▸ WHAT IS REQUIRED:
Using the entries below, quote exactly the span of lines that begins with the line containing "Class, locate every instance of the forested" and ends with the final line.

▸ SUPPLIED DATA:
=== Section Start ===

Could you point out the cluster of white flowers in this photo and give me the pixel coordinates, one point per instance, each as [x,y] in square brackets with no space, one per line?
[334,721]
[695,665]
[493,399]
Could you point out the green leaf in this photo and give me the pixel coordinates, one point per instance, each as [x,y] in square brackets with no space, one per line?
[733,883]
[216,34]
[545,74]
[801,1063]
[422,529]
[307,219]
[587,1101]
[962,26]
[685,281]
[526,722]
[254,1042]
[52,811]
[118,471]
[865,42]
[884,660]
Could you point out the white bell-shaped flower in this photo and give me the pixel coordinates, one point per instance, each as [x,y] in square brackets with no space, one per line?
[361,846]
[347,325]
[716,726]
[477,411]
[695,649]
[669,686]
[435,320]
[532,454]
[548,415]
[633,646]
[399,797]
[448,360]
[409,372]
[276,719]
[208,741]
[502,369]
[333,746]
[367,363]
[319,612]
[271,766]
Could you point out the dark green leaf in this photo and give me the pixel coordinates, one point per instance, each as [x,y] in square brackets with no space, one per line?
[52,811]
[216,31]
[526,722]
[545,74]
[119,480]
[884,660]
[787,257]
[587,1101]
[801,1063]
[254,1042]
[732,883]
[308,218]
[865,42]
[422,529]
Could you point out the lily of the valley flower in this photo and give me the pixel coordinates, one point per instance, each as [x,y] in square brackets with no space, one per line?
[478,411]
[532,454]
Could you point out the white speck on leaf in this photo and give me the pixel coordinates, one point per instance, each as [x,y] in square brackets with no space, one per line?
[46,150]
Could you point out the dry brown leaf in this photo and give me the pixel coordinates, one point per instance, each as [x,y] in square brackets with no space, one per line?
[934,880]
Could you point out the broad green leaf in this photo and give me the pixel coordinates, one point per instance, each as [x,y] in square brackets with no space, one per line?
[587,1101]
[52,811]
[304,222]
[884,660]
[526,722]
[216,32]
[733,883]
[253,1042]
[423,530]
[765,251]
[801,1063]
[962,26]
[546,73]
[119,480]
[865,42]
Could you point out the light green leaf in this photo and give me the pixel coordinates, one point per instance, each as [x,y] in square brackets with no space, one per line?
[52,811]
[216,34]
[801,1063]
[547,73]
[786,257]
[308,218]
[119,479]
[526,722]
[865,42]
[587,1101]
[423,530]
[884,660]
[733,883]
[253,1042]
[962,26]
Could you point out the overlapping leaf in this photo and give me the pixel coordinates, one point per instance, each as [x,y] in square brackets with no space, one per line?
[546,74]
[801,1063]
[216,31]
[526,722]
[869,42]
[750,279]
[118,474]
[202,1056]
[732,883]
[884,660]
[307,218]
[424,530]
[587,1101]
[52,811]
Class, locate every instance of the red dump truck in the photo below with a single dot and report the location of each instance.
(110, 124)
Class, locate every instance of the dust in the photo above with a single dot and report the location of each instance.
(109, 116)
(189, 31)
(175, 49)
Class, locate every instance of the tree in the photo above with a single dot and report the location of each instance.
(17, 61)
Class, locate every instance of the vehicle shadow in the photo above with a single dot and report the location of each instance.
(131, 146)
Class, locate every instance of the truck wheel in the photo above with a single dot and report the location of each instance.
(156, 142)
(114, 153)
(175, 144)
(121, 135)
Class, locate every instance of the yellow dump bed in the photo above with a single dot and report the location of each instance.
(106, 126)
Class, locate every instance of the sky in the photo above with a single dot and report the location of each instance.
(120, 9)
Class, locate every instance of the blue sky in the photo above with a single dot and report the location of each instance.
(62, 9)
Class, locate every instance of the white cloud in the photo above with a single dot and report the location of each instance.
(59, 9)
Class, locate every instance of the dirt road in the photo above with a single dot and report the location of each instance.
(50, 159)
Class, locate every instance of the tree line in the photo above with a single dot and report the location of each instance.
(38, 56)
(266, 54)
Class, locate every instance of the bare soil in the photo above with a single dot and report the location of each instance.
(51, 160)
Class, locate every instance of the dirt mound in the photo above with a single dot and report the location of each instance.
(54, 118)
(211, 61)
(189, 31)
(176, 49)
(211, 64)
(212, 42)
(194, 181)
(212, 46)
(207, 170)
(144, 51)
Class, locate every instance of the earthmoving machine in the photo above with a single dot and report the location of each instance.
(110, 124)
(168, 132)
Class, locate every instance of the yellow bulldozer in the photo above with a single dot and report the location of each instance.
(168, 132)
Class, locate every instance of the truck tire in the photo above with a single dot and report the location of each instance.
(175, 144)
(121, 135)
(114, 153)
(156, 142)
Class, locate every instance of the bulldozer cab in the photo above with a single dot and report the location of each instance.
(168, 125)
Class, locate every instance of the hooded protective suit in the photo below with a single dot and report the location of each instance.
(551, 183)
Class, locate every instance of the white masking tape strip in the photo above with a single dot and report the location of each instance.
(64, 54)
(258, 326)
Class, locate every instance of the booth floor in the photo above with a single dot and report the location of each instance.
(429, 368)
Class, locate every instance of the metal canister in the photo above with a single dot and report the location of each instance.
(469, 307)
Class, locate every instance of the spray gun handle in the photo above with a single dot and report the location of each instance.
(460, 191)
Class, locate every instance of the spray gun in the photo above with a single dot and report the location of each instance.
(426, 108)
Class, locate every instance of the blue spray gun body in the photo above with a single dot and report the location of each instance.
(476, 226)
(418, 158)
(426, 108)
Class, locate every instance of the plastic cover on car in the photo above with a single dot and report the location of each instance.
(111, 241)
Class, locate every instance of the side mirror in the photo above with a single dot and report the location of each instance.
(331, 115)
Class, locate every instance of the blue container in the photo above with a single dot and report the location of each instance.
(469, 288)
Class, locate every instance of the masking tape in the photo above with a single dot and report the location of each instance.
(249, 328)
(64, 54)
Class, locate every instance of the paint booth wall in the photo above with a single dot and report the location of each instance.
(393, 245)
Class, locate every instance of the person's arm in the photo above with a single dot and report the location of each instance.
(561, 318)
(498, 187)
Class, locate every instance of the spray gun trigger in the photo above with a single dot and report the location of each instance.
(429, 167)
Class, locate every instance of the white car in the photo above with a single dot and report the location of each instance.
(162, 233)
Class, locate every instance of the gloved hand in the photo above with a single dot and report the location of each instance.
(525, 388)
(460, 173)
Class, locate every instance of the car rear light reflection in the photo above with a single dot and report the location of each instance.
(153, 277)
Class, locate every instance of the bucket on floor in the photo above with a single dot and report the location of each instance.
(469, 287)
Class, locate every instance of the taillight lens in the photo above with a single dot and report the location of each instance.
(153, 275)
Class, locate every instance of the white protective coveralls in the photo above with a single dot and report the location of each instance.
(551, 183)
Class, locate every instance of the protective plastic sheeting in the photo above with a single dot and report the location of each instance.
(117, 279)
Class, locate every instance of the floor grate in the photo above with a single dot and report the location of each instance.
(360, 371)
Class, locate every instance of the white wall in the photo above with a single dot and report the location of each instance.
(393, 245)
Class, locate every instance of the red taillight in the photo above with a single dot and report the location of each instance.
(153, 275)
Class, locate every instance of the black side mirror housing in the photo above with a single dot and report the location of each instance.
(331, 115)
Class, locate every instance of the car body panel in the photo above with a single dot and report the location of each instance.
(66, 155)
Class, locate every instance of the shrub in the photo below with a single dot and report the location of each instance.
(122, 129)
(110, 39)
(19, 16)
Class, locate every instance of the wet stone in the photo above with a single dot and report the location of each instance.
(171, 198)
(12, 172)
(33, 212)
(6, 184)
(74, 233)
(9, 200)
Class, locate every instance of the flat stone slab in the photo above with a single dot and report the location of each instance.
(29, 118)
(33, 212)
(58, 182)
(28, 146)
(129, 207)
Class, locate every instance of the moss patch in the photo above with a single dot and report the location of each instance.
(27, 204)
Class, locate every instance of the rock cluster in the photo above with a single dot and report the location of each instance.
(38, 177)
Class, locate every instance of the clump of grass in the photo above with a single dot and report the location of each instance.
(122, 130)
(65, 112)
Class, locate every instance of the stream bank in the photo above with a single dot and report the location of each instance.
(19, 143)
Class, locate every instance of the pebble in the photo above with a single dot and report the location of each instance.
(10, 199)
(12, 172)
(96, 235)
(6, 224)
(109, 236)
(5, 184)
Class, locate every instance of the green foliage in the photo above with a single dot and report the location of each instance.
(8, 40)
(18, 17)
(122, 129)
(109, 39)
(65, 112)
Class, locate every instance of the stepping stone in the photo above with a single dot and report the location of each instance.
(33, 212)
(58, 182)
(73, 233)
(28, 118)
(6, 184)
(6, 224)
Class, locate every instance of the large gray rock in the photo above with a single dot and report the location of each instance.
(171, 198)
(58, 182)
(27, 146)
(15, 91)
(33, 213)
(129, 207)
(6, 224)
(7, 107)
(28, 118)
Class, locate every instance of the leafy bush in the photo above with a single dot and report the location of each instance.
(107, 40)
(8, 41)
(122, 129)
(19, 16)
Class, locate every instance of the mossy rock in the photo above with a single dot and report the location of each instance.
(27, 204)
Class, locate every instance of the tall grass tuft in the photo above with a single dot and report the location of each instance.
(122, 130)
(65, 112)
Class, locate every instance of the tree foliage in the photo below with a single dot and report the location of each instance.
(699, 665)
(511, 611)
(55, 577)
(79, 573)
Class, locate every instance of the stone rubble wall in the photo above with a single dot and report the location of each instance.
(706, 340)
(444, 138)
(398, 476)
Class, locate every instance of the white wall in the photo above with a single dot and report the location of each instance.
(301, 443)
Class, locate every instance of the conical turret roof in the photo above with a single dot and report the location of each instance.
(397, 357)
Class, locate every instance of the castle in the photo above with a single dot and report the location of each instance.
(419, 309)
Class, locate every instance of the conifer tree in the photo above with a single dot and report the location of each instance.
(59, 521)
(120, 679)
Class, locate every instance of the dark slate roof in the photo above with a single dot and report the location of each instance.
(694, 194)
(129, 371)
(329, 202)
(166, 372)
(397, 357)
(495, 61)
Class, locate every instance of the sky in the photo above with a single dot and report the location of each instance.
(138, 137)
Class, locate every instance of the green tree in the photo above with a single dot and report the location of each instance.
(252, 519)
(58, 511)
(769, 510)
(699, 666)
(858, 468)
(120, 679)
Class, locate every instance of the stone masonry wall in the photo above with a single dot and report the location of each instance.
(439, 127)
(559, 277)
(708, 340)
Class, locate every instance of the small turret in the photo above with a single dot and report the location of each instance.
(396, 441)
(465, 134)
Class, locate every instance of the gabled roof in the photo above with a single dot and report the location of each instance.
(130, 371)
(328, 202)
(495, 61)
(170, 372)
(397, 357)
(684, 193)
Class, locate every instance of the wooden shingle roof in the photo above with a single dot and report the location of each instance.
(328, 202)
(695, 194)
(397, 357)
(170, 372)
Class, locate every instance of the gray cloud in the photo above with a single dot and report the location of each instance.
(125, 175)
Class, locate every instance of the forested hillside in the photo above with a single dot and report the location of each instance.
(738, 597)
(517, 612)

=== Section End ===

▸ EXERCISE RESPONSE:
Class, locate every instance of the forested hillside in the photo above with a single dot and report the location of each instance.
(738, 597)
(517, 612)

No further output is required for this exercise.